▶ [Metin bloğu]:
────────────────────

Bir Ülkenin Pul Koleksiyonu
Benim hesabımı takip edecek kadar yaşl… pardon, kıdemli arkadaşlarımın ekseriyeti gençliğinde (çeşitli saiklerle) pul koleksiyonu yapmıştır; o yüzden pul nedir, ne değildir, tarihçesi, amacı gibi konulara uzun uzun girmeyeyim. Ama Ankara Ulus’taki tarihi PTT binasında yer alan Pul Müzesi’ne giderseniz sadece pul koleksiyonu değil, yakın tarihe dair kapsamlı bir kültür ve tarih sergisine tanık olacaksınız.
Ne de olsa pullar, sadece ticari/idari birer değerli kağıt değil, toplumun gündemini, tercihlerini, dönemin ideolojisini yansıtan birer belge. Zarfa bilmem kaç kuruşluk bir kağıt yapıştırmanın ötesinde, üzerine basılan resim, desen, portre ile bir mesaj verme iddiasında. Müzede, Türkiye ve dünya tarihinden, son 100-150 yılda basılmış pullardan çok değerli bir seçki haricinde, PTT’nin tarihi boyunca yaşadığı tecrübeleri gösteren, posta treni vagonlarından postacı çantalarına; eski tip santraller ve telegraflardan kıyafet ve posta kutularına kadar aklınıza ne gelirse görebilirsiniz.
Aslında pulun tarihi çok da eskilere dayanmıyor; ilk pul 1840 yılında basılan ve Kraliçe Viktorya’nın profili ile taçlandırılan Penny Black. Matbaa konusunda epey bir rötar yaşayan Osmanlı ise, sadece 23 yıl sonra pul mevzuuna ısınmış ve 150 yıl sonra doblo araçların arka camında standartlaşan tuğranın bulunduğu ilk pul 1863’te basılmış. Ardından savaş dönemi, cumhuriyetin ilk yılları derken, gerek arap, gerek latin harfleriyle pul basımı hiç aksamamış ve savaşın en sıcak dönemlerinde bile sürmüş! Hatta genç cumhuriyetimiz o kadar işin gücün arasında Londra’da pul bastırmayı ihmal etmemiş; sanırım posta pulları o dönemin en önemli egemenlik sembollerinden biriydi.

────────────────────

▶ [Alıntılanan satırlar]:
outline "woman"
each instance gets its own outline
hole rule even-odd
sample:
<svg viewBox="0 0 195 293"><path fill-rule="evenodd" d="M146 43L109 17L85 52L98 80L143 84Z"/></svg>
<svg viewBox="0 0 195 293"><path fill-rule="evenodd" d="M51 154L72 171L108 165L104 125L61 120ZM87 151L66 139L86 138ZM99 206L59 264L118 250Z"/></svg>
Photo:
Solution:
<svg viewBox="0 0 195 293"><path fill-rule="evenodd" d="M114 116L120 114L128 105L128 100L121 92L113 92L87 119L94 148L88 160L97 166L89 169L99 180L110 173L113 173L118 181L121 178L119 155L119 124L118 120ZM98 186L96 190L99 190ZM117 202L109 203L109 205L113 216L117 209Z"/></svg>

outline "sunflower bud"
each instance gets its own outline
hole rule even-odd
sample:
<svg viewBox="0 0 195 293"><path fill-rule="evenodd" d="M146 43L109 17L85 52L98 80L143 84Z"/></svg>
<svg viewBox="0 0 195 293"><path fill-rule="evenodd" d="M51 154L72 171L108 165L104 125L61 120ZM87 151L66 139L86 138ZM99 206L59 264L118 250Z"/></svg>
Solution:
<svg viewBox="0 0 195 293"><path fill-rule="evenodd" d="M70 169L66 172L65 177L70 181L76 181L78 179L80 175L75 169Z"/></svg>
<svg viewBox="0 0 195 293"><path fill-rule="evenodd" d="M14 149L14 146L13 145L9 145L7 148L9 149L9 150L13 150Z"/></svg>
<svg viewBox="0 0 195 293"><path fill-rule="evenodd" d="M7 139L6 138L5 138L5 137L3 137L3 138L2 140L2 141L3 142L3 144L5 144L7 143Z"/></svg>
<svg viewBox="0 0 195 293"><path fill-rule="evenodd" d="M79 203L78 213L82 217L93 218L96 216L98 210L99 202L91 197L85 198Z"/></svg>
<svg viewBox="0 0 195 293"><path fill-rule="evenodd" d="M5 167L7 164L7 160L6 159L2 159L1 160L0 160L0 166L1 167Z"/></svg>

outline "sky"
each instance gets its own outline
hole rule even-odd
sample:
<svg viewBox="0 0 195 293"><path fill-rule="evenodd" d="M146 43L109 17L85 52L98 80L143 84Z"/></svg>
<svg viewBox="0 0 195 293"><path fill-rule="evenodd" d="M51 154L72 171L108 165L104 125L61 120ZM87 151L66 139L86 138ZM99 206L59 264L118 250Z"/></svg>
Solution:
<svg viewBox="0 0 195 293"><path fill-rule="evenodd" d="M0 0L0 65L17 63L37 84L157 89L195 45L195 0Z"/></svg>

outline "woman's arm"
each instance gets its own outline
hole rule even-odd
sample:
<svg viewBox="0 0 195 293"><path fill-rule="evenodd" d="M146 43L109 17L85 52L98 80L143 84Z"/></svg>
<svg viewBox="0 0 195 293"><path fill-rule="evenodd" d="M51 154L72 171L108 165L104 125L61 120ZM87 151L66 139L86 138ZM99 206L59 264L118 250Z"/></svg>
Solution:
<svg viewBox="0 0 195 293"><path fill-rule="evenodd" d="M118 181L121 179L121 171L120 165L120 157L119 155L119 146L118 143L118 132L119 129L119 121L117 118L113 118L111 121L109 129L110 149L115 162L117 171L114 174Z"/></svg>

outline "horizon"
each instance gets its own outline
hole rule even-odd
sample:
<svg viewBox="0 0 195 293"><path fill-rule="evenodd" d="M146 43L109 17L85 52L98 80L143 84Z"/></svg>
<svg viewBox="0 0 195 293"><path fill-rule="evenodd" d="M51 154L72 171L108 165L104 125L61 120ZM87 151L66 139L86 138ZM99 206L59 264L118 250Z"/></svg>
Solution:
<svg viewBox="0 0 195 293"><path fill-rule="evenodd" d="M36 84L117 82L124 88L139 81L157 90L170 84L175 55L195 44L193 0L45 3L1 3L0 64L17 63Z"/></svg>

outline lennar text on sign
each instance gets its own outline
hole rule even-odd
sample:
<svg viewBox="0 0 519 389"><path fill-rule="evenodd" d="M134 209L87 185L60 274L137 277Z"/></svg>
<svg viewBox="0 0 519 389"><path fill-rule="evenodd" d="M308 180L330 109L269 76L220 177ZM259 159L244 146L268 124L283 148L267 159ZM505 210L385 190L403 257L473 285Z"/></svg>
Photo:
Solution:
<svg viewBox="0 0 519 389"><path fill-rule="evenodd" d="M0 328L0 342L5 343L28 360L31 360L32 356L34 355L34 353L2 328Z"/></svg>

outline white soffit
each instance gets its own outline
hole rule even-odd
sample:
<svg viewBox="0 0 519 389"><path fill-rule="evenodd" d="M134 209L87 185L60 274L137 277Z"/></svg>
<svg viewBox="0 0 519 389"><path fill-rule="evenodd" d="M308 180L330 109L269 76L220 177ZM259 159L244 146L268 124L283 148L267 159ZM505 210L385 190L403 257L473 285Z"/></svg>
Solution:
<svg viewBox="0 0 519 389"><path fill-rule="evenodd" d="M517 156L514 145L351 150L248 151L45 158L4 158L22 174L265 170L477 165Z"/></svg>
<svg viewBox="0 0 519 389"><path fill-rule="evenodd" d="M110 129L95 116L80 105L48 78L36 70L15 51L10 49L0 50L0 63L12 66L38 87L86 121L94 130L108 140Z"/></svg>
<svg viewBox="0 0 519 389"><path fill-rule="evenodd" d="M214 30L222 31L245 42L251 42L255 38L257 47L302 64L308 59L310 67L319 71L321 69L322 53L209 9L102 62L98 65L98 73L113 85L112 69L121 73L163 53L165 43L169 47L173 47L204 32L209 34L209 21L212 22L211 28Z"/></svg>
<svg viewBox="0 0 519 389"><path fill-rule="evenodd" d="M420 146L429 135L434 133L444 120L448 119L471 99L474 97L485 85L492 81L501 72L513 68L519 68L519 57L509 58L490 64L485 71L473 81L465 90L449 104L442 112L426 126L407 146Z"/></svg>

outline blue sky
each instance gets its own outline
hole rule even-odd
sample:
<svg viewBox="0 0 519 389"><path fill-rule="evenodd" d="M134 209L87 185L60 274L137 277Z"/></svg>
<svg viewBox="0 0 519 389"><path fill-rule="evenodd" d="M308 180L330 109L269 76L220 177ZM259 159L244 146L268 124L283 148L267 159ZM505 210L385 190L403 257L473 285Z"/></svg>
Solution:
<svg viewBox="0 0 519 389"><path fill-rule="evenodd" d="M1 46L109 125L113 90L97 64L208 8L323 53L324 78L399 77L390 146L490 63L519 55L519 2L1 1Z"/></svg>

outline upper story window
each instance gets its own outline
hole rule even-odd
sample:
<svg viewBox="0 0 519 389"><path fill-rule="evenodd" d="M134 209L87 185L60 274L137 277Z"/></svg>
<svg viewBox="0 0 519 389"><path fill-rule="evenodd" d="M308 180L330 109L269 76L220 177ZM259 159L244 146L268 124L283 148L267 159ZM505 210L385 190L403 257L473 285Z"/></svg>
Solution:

────────────────────

Ankara'daki Pul Müzesi'ni ve pulların tarihini anlatan metni, son cümlesinden sonra gelecek şekilde sürdürünüz.

Savaş sırasında bile posta hizmetlerinin ne kadar dikkatle, özen ve özveriyle yürütüldüğünü görebiliyorsunuz. Kurtuluş Savaşının devam ettiği yıllarda Ankara’ya gönderilen bir posta kartının yolculuğu beni hayretlere düşürdü. Antalya-Ankara yolunun kapalı olmasından dolayı, kart İngilizlerin kontrolündeki Port Said Limanına, oradan İzmir’deki İngiliz Posta Şubesine ve sonunda Ankara’ya iletilmiş. Demek ki bundan 100 yıl önce bile VPN uygulaması mevcutmuş; yurt içi iletişim ağları kesildiyse, yurt dışından hedefe ulaşmak mümkünmüş. İşin ilginci, taa Münih’ten yola çıkan kart, tüm bu yolculuğu yapıp bir ay içinde hedefine ulaşabilmiş! O yıllara ait pul/zarflar arasında gözüme hemen Fatsa çıkışlı bir mektup ilişti (algıda hemşericilik). 1921 yılında Fatsa’dan Samsun’a gönderilen bir mektup ve Fatsa’da bir postane olduğuna dair damgalar beni şaşırttı doğrusu…
Ardından cumhuriyet dönemi ve pulların giderek çeşitli tarihi/sosyal gelişmelerle ilişkilendirilmesi, eğitici, öğretici amaçlarla tasarlanması, ülkeler arasında dostluk ve dayanışma amacını gütmesi, önemli kişilikleri onurlandırması… Örneğin, 1945’te çıkarılan “Çiftçiyi Topraklandırma Kanunu” için basılan pulların zarafeti, naifliği… Demokrat Partinin kurulması ve Adnan Menderes’in yükselişini tetikleyen bu vaka pul tarihine de geçmiş.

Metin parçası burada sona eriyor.